**DATASET RECORDS**

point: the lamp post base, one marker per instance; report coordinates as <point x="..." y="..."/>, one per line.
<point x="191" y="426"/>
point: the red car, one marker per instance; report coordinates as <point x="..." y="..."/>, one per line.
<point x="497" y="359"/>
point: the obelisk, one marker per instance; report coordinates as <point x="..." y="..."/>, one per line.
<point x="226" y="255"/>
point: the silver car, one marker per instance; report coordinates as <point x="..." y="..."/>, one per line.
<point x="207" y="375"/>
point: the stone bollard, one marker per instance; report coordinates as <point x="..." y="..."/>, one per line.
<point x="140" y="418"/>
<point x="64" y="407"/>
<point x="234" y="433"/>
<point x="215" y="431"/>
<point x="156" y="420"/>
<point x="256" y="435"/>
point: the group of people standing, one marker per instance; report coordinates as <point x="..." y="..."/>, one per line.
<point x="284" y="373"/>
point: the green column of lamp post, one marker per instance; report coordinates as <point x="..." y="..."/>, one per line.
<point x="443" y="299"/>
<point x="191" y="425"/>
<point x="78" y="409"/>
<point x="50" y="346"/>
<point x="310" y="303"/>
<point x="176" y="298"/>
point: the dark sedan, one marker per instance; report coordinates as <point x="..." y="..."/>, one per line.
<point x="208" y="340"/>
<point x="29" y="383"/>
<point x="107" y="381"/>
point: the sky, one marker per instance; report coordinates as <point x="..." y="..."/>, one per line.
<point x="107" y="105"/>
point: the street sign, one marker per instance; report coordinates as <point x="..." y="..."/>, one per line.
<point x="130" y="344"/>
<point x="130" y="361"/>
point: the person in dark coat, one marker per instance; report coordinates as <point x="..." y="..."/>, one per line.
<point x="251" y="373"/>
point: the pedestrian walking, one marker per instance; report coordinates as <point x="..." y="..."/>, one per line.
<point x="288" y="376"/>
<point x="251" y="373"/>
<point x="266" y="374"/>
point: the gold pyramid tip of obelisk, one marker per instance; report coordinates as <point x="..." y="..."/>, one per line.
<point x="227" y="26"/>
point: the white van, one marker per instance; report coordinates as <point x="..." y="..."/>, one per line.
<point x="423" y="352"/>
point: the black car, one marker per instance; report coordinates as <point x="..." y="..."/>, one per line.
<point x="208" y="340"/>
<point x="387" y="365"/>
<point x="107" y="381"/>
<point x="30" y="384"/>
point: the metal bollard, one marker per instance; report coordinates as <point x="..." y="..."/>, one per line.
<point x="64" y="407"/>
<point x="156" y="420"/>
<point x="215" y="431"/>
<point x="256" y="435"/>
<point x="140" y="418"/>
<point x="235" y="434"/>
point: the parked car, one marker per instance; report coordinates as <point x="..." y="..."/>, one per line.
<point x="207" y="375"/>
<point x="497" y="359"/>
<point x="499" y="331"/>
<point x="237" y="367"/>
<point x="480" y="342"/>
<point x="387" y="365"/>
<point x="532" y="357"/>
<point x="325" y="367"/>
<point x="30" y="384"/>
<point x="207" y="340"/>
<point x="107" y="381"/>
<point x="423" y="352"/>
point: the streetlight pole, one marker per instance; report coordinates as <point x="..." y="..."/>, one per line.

**YOUR OBJECTIVE**
Beginning with the line that contains "point: the white", quote each line exactly through the last line of the entries above, and nothing beyond them.

**EXERCISE RESULT**
point: the white van, one marker per instance; report coordinates as <point x="..." y="..."/>, one per line.
<point x="423" y="352"/>
point: the black car, one marker per instance; report coordinates as <point x="..." y="..."/>, one per line.
<point x="208" y="340"/>
<point x="387" y="365"/>
<point x="107" y="381"/>
<point x="30" y="384"/>
point: the metal bollard, one marker per instance; report coordinates as <point x="..." y="..."/>, one per line.
<point x="64" y="407"/>
<point x="156" y="420"/>
<point x="215" y="431"/>
<point x="256" y="435"/>
<point x="140" y="418"/>
<point x="235" y="434"/>
point: the parked car, one marker per instance; report coordinates as <point x="..." y="..."/>, one per line.
<point x="207" y="375"/>
<point x="497" y="359"/>
<point x="499" y="331"/>
<point x="237" y="367"/>
<point x="480" y="342"/>
<point x="387" y="365"/>
<point x="532" y="357"/>
<point x="325" y="367"/>
<point x="30" y="384"/>
<point x="207" y="340"/>
<point x="107" y="381"/>
<point x="423" y="352"/>
point: the streetlight pole, one marker per instance; report coordinates as <point x="..." y="..."/>, one per line.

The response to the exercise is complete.